* **Task statement**
Output each record exactly. Leave none out.

* **The records**
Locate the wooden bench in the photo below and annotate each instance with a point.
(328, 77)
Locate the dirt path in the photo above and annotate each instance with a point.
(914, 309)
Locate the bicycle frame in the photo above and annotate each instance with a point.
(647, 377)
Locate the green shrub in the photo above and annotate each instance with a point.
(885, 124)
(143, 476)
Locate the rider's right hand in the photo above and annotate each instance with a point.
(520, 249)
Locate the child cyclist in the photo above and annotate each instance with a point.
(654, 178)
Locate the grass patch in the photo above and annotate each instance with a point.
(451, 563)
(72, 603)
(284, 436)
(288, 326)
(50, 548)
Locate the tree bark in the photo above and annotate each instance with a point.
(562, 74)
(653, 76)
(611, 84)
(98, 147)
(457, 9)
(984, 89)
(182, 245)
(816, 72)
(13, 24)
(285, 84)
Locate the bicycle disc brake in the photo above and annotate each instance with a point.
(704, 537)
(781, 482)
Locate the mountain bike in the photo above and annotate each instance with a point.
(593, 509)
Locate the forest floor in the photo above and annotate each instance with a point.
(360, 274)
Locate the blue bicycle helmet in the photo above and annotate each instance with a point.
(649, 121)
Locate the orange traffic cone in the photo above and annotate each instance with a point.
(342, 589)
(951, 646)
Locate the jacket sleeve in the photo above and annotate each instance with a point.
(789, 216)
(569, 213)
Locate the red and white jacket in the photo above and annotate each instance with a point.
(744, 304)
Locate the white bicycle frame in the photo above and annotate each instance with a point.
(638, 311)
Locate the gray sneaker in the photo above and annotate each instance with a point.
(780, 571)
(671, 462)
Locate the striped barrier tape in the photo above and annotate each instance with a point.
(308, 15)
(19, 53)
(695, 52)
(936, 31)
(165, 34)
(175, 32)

* **Output for this exercise**
Locate the wooden bench in the photo below and annotate each instance with a point.
(328, 77)
Locate the dirt path in the photo above and annotate each instance with a point.
(914, 309)
Locate the bicycle frame in the photo above and annotate each instance with a point.
(647, 377)
Locate the green shrub in the photo above and annotate each instance with a point.
(885, 124)
(143, 476)
Locate the rider's right hand in the photo above and annotate each instance with a point.
(520, 249)
Locate the child cyclist in the photo above and annotate each instance with a point.
(654, 178)
Locate the grass patch in the photo above and annotate each instance with a point.
(451, 563)
(72, 603)
(284, 436)
(288, 326)
(50, 548)
Locate the tree bark in the photo above and annotate each instance with a point.
(562, 74)
(653, 76)
(611, 84)
(98, 147)
(457, 9)
(984, 89)
(182, 245)
(816, 72)
(13, 24)
(285, 84)
Locate the bicycle disc brake in the photo above and annotate each instance with a point.
(704, 537)
(781, 482)
Locate the mountain bike in the photo above and annotate each instance with a point.
(593, 509)
Locate the forest floor in the photo above and annotate each instance with a point.
(360, 274)
Locate the blue bicycle helmet in the photo above and annotate each instance with a point.
(649, 121)
Locate the orange traffic cone in the photo above and annotate each instance with a point.
(342, 589)
(951, 646)
Locate the jacket sleeve in the photo above and annotate each instance with a point.
(789, 216)
(569, 213)
Locate the red and white jacket in the photo above and annotate each instance with a point.
(744, 304)
Locate the white bicycle frame in the photo above and annotate each instance with a point.
(638, 311)
Locate the gray sneaker in the photo above and annotate each instance with a point.
(780, 571)
(671, 462)
Locate the striped barrier tape in the photo above and annotate each instance with a point.
(308, 15)
(19, 53)
(695, 52)
(936, 31)
(165, 34)
(175, 32)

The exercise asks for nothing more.